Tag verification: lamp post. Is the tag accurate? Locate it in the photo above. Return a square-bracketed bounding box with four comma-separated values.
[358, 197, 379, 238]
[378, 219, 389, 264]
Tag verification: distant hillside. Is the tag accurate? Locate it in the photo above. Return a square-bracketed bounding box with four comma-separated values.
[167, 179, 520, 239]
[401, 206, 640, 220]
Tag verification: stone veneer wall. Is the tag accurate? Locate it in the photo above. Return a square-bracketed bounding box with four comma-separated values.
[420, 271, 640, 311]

···

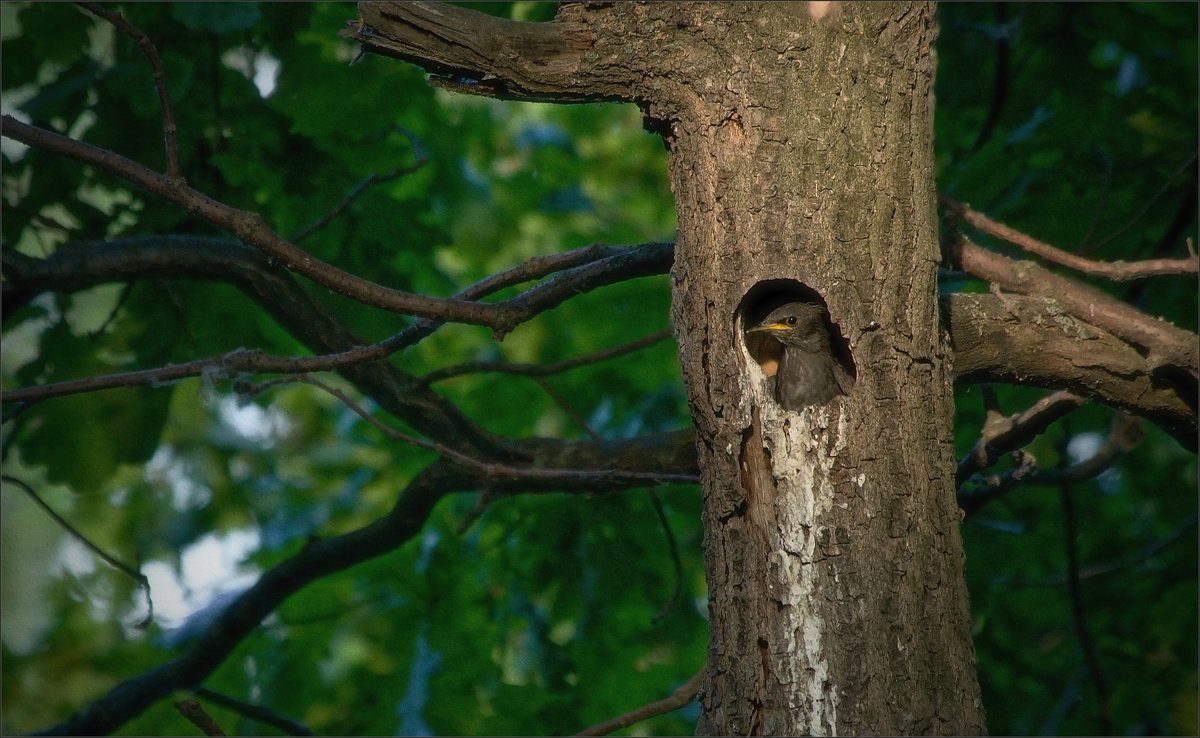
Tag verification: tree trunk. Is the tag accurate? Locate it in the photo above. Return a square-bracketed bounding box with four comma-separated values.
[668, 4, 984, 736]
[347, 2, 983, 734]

···

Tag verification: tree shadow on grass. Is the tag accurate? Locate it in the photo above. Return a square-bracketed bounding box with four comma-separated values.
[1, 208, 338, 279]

···

[Task to complete] Reproduce without alteration the lines of the records above, from the line containing "Tag verification: lamp" through the line containing "[401, 206, 640, 220]", including both of those lines.

[Result of the exercise]
Tag verification: lamp post. Is the tag accurate? Locate it in the photo above. Return a square-bracketed bounding box with four comma-separated values.
[358, 197, 379, 238]
[378, 219, 389, 264]
Tag verification: distant hillside. Is the tag accurate? Locate it in the photo above. Return a square-bracketed bounding box with four comma-separated values.
[167, 179, 520, 239]
[401, 206, 640, 220]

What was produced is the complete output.